WRITTEN TASK A.
Please reproduce word for word the portion of the listing below that begins with the line containing "Task: indicate one point on every instance of the drummer" and continues through the listing's final line.

SOURCE TEXT.
1. I think this is this week's sign of the apocalypse: Tim Tebow possibly buying or renting an apartment in a chic building in Hoboken, N.J., was the fourth story on the early-morning newscast on WINS radio in New York Friday.
2. I think I'm skeptical when I hear Eagles GM Howie Roseman say, "We're all in,'' with quarterback Michael Vick. I don't know what that means, really. But "all in'' for the long-term ... I would be shocked if they're that. After Vick went 7-6 and again failed to play a complete season due to injury, and after watching him complete 59.8 percent of his throws with 18 touchdowns and 14 interceptions, the Eagles have to be wondering if Vick, at 32 this season, is going to be their quarterback in 2013 and beyond. That'll be in Vick's hands this fall.
3. I think when it rains in New Orleans, it pours. On the eve of what I expect to be multiple player suspensions stemming from the bounty scandal engulfing the franchise, part-owner Rita Benson LeBlanc is in the doghouse with her grandfather, owner Tom Benson, according to an enlightening story by Jeff Duncan of the New Orleans Times-Picayune Sunday. Quoting multiple sources, the paper says, "The woman widely viewed as the heir to Benson's burgeoning sports empire is serving some form of unofficial paid administrative leave, imposed by Benson."
According to Duncan: "LeBlanc's sense of entitlement has been a source of conflict with her grandfather, a self-made billionaire from the hardscrabble 7th Ward who shuns the spotlight and still routinely clocks six-day workweeks. 'She's smart and has talent -- but she's just all over the map,' said one source, who has worked with LeBlanc. 'I think she really enjoys the glitz and glamour of being the owner, but she doesn't really roll up her sleeves and get into the business side of it.' ''
I've always sensed the high profile for her was overstated anyway, but it'll be interesting to see if she responds to the wake-up call issued by her 85-year-old grandfather.

Position identification records:
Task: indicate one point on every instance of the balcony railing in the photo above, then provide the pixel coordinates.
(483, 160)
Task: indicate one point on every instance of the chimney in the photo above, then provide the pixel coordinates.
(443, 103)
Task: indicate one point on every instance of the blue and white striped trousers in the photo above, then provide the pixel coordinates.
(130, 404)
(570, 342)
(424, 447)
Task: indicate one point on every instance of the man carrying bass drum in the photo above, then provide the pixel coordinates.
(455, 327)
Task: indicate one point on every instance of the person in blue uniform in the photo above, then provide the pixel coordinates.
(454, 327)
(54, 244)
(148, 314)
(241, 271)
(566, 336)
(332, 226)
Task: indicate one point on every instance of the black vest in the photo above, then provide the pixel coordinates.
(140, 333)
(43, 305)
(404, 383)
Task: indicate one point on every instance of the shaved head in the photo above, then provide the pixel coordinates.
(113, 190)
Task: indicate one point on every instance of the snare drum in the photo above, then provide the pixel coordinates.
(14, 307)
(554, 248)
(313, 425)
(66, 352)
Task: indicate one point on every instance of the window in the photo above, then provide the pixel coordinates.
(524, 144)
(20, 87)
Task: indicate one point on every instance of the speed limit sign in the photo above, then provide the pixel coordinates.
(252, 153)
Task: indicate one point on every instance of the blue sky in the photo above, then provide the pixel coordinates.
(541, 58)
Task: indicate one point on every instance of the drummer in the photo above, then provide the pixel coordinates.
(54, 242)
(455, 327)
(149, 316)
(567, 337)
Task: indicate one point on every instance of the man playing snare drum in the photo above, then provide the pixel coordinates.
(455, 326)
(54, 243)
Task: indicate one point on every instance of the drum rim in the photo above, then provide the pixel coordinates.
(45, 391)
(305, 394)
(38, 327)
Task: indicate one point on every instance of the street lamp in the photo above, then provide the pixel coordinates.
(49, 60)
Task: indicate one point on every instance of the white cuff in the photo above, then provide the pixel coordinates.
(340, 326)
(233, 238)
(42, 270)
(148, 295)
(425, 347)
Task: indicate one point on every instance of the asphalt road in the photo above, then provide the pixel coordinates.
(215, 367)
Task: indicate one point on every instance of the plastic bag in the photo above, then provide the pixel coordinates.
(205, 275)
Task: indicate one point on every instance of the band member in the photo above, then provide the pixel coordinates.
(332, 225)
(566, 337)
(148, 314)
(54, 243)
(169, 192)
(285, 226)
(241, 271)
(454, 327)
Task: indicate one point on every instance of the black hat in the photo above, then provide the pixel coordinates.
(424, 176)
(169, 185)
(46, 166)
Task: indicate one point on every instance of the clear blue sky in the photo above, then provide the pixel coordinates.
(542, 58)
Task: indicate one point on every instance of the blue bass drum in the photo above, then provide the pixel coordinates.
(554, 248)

WRITTEN TASK B.
Quote the football column above verbatim, starting with "1. I think this" and going on through "hands this fall.".

CORRECT ANSWER A.
Task: indicate one point on every instance of the drummer in the photo above, then provide the pixel coordinates.
(54, 242)
(455, 327)
(149, 316)
(567, 337)
Task: indicate one point on every instance of the man playing snare drum in the photo above, then provide the pixel coordinates.
(455, 326)
(54, 243)
Task: indicate one point on every instance of the drum rim in the photo above, then provide the pixel coordinates.
(45, 391)
(305, 394)
(38, 327)
Task: indicate one point on every instance of the street lamp in the photo above, then provide the pixel coordinates.
(49, 60)
Task: indicate one point on every instance of the white cuff in the photo above, then provide the pixel coordinates.
(340, 326)
(233, 238)
(42, 270)
(148, 295)
(425, 347)
Task: indicate one point on every instance of the asphalt road in the photo above, then provide the pixel coordinates.
(215, 367)
Task: indicate one point on every instance of the plastic bag in the photo above, then provide the pixel coordinates.
(205, 275)
Task: indicate one point on every instance of the band member in the photo above, then provide the pixel coordinates.
(332, 225)
(566, 337)
(148, 314)
(54, 243)
(169, 192)
(285, 226)
(241, 271)
(454, 327)
Task: indicate one point on every instance of the black hat in the photo above, then provide the pixel coordinates.
(424, 176)
(169, 185)
(46, 166)
Task: indicate one point on every instance of the clear blue sky in the photo above, then provide the pixel coordinates.
(542, 58)
Task: indicate one point on every instance of the blue bass drum in the photo above, then provide the pixel coordinates.
(554, 248)

CORRECT ANSWER B.
1. I think this is this week's sign of the apocalypse: Tim Tebow possibly buying or renting an apartment in a chic building in Hoboken, N.J., was the fourth story on the early-morning newscast on WINS radio in New York Friday.
2. I think I'm skeptical when I hear Eagles GM Howie Roseman say, "We're all in,'' with quarterback Michael Vick. I don't know what that means, really. But "all in'' for the long-term ... I would be shocked if they're that. After Vick went 7-6 and again failed to play a complete season due to injury, and after watching him complete 59.8 percent of his throws with 18 touchdowns and 14 interceptions, the Eagles have to be wondering if Vick, at 32 this season, is going to be their quarterback in 2013 and beyond. That'll be in Vick's hands this fall.